▸ **Task to carry out**: Present the data once more in exactly its original form.

──────── Input ────────

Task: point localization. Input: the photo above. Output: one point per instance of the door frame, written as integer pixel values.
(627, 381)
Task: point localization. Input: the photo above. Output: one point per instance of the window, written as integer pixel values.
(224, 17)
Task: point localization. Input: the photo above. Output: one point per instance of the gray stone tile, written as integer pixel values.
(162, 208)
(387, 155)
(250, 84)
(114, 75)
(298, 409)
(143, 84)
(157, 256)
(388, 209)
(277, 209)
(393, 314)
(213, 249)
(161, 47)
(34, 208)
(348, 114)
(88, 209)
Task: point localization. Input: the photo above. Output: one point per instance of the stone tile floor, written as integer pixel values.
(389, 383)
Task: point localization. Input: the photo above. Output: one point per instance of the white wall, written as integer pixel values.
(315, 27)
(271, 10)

────────

▸ **Result of this task**:
Task: point localization. Input: the photo above. Output: one point per instance of the door frame, written as integer pixel values.
(627, 381)
Task: point localization. Input: the photo above. Output: one point per instance of the window, written as integer pixel values.
(224, 17)
Task: point localization. Input: the photo above. Output: one point per instance of the gray stone tile, written as integer pixel values.
(162, 208)
(387, 155)
(250, 84)
(114, 75)
(298, 409)
(143, 84)
(157, 256)
(388, 209)
(277, 209)
(393, 314)
(213, 249)
(161, 47)
(34, 208)
(348, 114)
(88, 209)
Task: point localization. Input: the photo above. Output: one point per instance of the stone tile floor, written as integer pixel values.
(389, 383)
Task: point localization. Input: the photo above. Output: one point per instance of the white wall, written as integer pixel values.
(315, 27)
(271, 10)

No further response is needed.